— START OF INPUT DATA —

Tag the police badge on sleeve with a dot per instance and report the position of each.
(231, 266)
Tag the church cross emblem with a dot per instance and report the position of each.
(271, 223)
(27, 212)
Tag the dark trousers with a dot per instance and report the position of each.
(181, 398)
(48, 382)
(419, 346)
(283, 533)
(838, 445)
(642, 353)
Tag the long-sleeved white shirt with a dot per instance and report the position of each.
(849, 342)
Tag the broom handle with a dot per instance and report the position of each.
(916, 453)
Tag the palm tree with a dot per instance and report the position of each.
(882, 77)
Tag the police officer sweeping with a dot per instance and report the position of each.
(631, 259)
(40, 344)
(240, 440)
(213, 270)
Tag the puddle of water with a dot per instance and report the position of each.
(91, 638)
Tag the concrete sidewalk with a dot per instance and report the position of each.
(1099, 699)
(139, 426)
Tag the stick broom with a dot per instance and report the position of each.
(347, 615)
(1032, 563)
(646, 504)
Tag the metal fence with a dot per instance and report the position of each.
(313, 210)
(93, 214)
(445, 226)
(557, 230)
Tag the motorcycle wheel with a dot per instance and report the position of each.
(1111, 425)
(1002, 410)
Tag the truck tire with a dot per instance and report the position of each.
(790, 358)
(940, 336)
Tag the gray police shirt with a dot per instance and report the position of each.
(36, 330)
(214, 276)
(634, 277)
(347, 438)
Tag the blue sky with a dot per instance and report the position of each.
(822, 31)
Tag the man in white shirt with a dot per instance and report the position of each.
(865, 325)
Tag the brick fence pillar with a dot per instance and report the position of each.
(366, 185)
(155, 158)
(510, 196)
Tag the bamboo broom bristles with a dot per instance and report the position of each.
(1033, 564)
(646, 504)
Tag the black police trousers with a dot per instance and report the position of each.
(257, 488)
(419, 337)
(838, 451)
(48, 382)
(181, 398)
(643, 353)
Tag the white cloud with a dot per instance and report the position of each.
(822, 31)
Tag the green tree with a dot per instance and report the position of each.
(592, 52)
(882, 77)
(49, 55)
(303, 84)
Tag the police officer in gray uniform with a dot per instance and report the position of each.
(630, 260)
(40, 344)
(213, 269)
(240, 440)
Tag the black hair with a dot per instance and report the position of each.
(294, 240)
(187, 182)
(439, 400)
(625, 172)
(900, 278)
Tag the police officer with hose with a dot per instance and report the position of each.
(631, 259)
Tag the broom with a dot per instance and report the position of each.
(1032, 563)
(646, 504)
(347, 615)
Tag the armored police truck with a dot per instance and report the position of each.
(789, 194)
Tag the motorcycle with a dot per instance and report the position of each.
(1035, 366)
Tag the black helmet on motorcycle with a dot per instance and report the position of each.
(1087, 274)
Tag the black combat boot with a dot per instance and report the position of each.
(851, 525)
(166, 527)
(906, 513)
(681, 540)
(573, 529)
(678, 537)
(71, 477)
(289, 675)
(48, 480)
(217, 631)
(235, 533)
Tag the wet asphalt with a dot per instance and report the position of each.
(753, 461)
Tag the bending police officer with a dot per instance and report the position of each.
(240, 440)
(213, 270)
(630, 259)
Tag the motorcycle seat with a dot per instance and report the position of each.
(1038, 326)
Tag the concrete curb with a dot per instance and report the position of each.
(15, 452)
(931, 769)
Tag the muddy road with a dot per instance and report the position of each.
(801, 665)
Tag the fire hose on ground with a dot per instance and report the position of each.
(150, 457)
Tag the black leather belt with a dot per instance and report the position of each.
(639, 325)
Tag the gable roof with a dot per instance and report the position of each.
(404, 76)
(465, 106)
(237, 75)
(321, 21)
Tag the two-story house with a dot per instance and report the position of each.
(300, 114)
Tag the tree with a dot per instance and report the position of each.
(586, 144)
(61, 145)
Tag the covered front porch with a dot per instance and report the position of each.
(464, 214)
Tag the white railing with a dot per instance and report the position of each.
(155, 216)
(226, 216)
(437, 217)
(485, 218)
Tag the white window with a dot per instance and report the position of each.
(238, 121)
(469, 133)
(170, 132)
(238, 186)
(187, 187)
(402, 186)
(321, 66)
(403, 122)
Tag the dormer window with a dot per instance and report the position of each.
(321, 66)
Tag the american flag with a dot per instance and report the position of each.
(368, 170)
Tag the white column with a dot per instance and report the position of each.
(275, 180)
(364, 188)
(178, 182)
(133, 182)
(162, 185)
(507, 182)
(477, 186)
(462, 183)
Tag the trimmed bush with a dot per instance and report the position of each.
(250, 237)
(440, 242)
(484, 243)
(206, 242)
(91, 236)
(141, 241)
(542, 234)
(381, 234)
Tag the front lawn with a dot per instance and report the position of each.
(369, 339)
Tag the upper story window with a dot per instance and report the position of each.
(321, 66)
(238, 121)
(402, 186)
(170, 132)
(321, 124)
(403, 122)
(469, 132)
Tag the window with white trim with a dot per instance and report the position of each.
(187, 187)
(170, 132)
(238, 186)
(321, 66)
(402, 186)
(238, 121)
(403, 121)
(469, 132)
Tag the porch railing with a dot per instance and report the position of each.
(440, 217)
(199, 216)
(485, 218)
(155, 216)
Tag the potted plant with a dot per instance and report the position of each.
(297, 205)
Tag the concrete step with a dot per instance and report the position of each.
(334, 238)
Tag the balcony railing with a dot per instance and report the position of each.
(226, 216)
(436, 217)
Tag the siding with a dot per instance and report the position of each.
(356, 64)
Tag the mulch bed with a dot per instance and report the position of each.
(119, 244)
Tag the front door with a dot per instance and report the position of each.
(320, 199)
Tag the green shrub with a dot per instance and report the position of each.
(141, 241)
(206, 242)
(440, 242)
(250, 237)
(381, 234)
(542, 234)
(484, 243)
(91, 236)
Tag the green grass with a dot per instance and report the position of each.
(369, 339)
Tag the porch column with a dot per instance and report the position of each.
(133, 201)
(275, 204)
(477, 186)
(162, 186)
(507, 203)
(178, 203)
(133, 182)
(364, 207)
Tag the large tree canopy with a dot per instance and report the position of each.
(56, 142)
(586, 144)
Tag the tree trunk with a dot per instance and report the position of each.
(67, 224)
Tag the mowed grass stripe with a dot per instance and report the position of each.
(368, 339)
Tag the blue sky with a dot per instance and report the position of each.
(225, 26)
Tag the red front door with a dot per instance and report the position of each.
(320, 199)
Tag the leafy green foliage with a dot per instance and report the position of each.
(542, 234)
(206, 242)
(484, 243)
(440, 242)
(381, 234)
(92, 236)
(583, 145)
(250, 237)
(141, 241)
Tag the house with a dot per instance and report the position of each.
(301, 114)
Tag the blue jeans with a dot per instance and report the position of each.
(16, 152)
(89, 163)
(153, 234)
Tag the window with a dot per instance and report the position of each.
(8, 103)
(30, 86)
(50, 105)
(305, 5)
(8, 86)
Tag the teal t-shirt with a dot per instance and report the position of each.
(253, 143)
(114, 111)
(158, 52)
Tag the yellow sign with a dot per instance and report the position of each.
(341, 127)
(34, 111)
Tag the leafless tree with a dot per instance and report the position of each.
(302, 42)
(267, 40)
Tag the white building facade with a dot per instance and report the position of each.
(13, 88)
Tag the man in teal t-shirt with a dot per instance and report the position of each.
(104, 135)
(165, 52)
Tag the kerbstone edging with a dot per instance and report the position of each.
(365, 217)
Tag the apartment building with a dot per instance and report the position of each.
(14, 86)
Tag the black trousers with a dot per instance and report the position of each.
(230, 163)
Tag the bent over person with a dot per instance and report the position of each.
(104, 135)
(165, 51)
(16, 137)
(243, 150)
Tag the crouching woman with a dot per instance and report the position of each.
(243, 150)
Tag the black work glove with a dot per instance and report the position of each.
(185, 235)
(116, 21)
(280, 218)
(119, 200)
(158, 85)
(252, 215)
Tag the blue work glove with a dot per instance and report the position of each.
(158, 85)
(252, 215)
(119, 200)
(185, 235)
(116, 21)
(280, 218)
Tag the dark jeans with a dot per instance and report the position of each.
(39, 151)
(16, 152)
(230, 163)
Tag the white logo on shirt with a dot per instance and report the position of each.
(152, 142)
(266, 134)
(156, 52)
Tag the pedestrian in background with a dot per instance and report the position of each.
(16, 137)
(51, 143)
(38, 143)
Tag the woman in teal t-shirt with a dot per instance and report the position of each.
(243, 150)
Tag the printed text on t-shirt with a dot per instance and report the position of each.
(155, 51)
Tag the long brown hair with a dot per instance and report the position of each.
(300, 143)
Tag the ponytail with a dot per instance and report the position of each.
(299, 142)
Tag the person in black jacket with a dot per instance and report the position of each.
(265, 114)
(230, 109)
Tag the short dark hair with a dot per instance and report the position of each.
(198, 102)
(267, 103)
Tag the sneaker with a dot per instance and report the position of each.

— END OF INPUT DATA —

EXERCISE PROMPT: Swap "black jacket" for "dark coat" and rewrite the data from the line containing "Tag the ponytail" through the end, leaving everything else as it is.

RESULT:
Tag the ponytail with a dot per instance and report the position of each.
(299, 142)
Tag the person in dark coat with a dot per instance and report the position of each.
(265, 114)
(230, 109)
Tag the short dark hair with a dot per instance and report the position of each.
(198, 102)
(267, 103)
Tag the sneaker with a dot per instance and report the position of each.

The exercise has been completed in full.